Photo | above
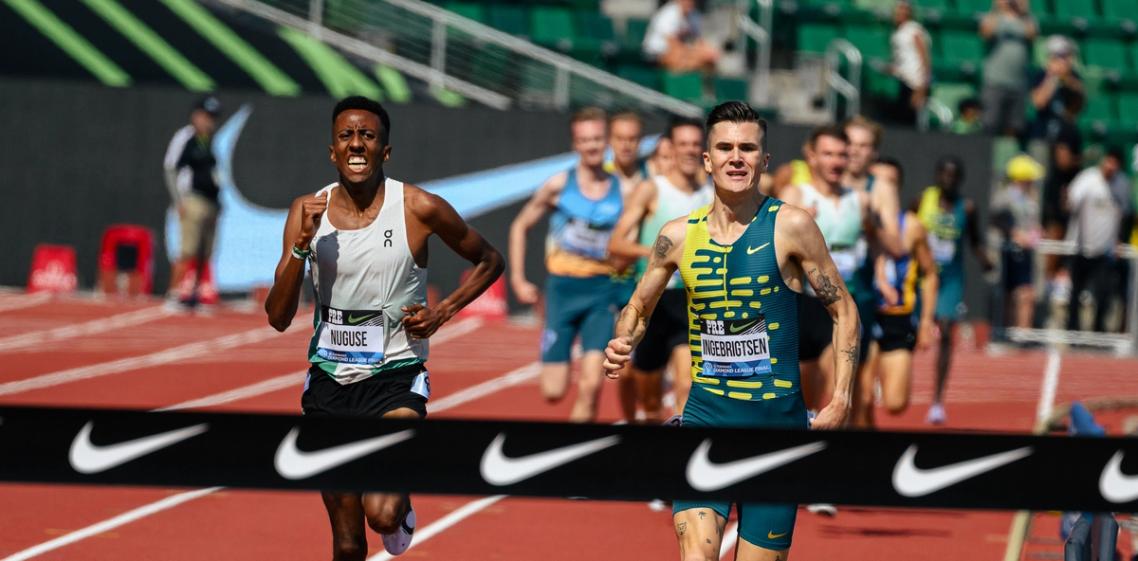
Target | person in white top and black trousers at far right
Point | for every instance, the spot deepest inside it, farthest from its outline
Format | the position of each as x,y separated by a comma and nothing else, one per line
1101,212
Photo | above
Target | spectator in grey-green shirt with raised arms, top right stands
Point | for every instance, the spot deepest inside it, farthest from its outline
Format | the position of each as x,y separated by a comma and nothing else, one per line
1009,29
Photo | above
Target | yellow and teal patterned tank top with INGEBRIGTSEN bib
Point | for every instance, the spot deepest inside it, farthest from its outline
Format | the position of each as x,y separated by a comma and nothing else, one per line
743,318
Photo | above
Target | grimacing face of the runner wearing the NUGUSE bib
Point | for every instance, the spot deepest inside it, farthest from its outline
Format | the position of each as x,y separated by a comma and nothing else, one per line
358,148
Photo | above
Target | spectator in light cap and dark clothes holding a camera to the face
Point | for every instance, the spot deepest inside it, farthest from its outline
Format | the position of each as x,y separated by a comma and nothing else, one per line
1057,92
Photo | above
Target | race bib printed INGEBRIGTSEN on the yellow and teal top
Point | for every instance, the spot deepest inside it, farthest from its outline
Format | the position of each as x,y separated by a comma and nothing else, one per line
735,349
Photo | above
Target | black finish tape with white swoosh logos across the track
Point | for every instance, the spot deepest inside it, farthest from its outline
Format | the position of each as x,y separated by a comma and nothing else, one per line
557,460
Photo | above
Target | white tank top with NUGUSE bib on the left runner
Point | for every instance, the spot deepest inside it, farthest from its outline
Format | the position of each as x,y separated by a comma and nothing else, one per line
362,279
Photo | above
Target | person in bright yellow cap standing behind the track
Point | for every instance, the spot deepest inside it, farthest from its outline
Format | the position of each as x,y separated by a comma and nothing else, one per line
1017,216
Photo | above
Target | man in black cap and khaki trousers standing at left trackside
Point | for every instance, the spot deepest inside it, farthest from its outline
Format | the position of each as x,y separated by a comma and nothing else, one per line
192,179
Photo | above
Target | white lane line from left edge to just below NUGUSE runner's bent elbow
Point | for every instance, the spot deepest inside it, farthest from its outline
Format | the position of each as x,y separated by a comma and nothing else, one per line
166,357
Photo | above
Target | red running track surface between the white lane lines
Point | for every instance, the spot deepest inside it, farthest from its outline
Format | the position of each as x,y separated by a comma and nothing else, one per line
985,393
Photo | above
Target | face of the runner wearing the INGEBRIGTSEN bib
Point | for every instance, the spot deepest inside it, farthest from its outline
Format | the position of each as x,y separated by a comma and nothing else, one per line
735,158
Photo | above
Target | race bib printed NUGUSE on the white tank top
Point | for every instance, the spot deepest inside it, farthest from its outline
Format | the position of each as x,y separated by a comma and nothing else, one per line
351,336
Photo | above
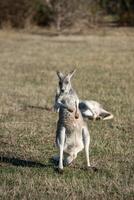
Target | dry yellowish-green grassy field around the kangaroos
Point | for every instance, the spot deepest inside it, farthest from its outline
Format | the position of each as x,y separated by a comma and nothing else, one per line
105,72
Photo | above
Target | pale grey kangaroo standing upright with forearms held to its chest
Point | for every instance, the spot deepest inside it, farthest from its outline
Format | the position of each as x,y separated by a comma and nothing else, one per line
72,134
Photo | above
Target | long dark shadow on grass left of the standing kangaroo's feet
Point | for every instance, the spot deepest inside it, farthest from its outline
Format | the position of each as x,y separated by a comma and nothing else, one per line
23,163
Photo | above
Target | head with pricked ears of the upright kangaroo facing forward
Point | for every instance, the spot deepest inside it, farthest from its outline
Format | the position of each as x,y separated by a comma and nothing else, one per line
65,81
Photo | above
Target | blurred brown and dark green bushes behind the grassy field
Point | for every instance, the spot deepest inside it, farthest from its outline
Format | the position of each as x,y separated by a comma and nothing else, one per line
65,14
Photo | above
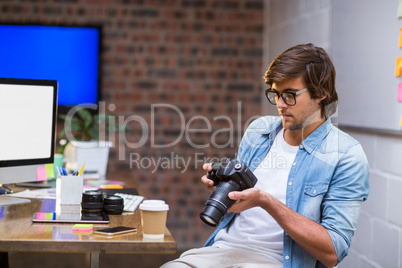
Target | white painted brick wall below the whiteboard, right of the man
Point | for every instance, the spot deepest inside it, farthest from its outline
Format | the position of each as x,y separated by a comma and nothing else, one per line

### Activity
Go through the material and select each line with the string "upright" in it.

### Exercise response
Target | pale grey kangaroo standing upright with forearms held to its chest
Target | head with pricked ears of the upright kangaroo facing forward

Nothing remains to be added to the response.